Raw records
__________

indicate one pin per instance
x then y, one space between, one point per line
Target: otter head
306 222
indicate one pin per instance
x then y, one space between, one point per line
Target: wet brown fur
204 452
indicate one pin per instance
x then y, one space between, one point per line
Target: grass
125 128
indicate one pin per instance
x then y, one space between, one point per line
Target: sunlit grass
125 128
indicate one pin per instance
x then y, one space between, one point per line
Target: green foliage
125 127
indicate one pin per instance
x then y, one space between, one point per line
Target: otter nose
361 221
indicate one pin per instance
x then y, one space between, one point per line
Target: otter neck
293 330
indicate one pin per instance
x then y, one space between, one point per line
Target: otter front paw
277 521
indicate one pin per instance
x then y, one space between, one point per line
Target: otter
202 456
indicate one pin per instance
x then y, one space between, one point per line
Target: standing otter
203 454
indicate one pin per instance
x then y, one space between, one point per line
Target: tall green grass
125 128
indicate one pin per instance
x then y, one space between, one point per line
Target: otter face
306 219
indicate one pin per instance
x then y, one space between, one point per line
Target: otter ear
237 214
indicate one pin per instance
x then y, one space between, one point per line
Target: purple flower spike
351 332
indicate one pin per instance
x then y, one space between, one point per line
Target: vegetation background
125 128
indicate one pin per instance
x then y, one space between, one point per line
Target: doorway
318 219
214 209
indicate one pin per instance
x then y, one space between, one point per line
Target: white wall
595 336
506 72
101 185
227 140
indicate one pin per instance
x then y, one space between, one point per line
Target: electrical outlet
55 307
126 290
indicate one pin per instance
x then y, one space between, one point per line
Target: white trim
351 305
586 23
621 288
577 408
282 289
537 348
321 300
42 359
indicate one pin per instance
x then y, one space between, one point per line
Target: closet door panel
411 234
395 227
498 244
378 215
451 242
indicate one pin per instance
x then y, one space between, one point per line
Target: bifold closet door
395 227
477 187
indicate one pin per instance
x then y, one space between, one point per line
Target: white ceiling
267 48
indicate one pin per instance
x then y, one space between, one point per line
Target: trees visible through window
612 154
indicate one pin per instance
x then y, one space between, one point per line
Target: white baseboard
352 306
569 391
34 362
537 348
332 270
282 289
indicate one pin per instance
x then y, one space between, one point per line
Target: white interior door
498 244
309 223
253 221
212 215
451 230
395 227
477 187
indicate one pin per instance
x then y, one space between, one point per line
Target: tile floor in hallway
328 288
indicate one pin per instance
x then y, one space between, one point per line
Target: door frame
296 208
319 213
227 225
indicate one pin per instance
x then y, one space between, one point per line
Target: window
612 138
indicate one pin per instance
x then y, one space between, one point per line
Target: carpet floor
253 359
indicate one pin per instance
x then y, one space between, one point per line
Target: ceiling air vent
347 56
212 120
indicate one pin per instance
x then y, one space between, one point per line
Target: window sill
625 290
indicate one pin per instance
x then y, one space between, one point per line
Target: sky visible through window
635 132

__________

◆ **TASK TO COMPLETE**
Keep only the lines of the records above that contain the word "floor", and copy each one out. Matching is case-sensitive.

◆ **PROBLEM SOLUTION**
Target: tile floor in hallway
Target: carpet floor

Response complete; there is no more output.